> **THE TASKS**:
[1] In the article on the Montupet strike, what caused the walkout?
[2] Repeat part of the Montupet strike article word for word. Begin at the words "From day one" and stop after "representatives were sacked.".

START EXTRACT TO READ

Support Montupet Strikers

(May 1999)

From Socialist Voice , May–June 1999.
Transcribed and marked up by Ciaran Crossey.

The strike at Montupet which began over pay and conditions has developed into a bitter battle to stop victimisation and maintain union rights in this company.

The walk out was over the suspension of two fitters who were taking part in an official work to rule over this year’s pay claim.

From the beginning the company refused all efforts at negotiations and mediation. Even when meetings were set up through Joe Hendron and the Labour Relations Agency, the management, behind the scenes, were issuing new threats and intimidation.

From day one the company has tried to intimidate the workforce into submission. Every worker received a letter threatening dismissal. Strikers families were rung at night. Twenty workers, including all the shop stewards, ex-shop stewards and health and safely representatives were sacked.

The minibuses were hired to bring in scabs. At one point six minibuses were going through the picket, five of them empty! This did not stop management issuing lies to the media claiming over 200 people were at work.

When these attempts to break the strike failed the next step was writs of damage against the pickets, threats of injunction. Beyond this information has come from within the company that scabs are to be brought over from France.

The management have been encouraged in this approach by the role of the Amalgamated Engineering and Electrical Union (AEEU). who have attempted to organise a return to work of scabs. Without this encouragement from the union it is possible that the strike could have been won within days.

Montupet are a car components company who have big orders, especially from Ford. Millions of pounds of equipment is waiting to be installed to meet these orders. Yet the pickets have halted all deliveries to the plant, and the new machinery for this line which had come from France, was turned away when it arrived at the end of the first week. The factory has received lavish IDB grants – £147 million to date – and has been making around £4 million profit in each of the recent years. All this gives the workforce powerful leverage in this strike.

END EXTRACT TO READ
START GIVEN ENTRIES

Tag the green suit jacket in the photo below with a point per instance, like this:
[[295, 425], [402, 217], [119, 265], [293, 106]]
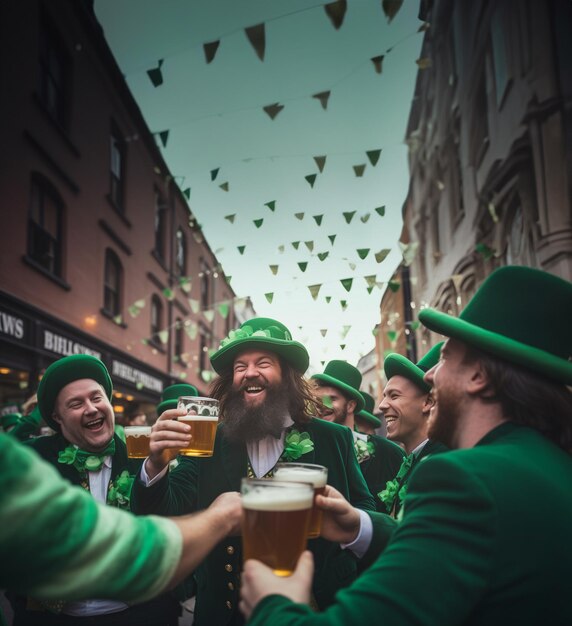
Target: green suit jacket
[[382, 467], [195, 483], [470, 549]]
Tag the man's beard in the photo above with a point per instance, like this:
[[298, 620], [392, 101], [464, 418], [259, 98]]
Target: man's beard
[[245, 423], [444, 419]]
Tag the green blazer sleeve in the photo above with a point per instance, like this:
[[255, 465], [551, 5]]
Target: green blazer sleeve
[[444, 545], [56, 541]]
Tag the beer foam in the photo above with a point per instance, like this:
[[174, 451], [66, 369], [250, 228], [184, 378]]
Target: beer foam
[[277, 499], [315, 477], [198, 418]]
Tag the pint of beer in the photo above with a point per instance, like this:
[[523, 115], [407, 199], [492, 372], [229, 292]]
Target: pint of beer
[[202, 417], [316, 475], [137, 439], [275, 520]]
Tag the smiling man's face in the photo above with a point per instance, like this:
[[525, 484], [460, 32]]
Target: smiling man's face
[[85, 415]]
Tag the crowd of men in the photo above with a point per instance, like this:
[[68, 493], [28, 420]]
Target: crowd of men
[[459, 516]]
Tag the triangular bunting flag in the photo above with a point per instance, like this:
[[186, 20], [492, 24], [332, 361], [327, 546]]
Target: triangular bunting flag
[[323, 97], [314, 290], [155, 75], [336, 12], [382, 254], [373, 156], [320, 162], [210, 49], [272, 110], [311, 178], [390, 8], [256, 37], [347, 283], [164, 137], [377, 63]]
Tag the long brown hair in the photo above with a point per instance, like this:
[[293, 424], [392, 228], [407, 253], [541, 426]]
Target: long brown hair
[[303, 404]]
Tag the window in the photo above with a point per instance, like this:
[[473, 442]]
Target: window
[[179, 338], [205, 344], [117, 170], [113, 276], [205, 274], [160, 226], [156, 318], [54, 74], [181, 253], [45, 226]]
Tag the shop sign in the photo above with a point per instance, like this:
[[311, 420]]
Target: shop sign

END GIVEN ENTRIES

> **RESULTS OF THE TASKS**:
[1] The suspension of two fitters who were taking part in an official work to rule over this year's pay claim.

[2]
From day one the company has tried to intimidate the workforce into submission. Every worker received a letter threatening dismissal. Strikers families were rung at night. Twenty workers, including all the shop stewards, ex-shop stewards and health and safely representatives were sacked.